- _Work task_: In the volumetric and capacity studies text below, what order of scalability does the current architecture model with "N" independent servers and a Command Center tend to have?

- _Excerpt provided_:
-- -- --

Volumetric and capacity studies

Introduction

Pandora FMS is a complex distributed application that has different key elements, susceptible to represent a bottleneck if it is not sized and configured correctly. The purpose of this chapter is to help to carry out a capacity study, to analyze the scalability of Pandora FMS according to a specific set of parameters. This study will help to find out the requirements that the installation should have to be able to support a certain capacity.

Load tests are also used to see the maximum capacity per server. In the current architecture model (version 3.0 or later), with “N” independent servers and a Command Center (Metaconsole) installed, this scalability tends to be of linear order, while scalability based on centralized models is exponential.

Data storage and compaction

The fact that Pandora FMS compacts data in real time is very relevant in order to calculate the size that they are going to occupy. An initial study was made comparing the way of storing the data of a classic system to the “asynchronous” way of storing Pandora FMS data. This can be seen in the diagram included in this chapter.

-- -- --

- _Information shown_:
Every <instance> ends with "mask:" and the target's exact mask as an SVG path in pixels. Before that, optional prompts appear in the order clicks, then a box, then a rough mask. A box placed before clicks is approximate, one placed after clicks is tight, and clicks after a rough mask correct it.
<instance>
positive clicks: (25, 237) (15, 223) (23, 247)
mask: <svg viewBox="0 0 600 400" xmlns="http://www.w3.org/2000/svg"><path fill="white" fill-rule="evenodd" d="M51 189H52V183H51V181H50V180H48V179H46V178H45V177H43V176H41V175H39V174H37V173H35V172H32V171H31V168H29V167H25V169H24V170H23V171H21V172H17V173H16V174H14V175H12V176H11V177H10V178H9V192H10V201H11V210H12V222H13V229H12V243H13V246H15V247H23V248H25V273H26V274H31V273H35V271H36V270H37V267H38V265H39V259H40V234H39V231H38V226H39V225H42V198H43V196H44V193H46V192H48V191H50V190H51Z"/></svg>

-- -- --

- _Worked solution_: Linear order.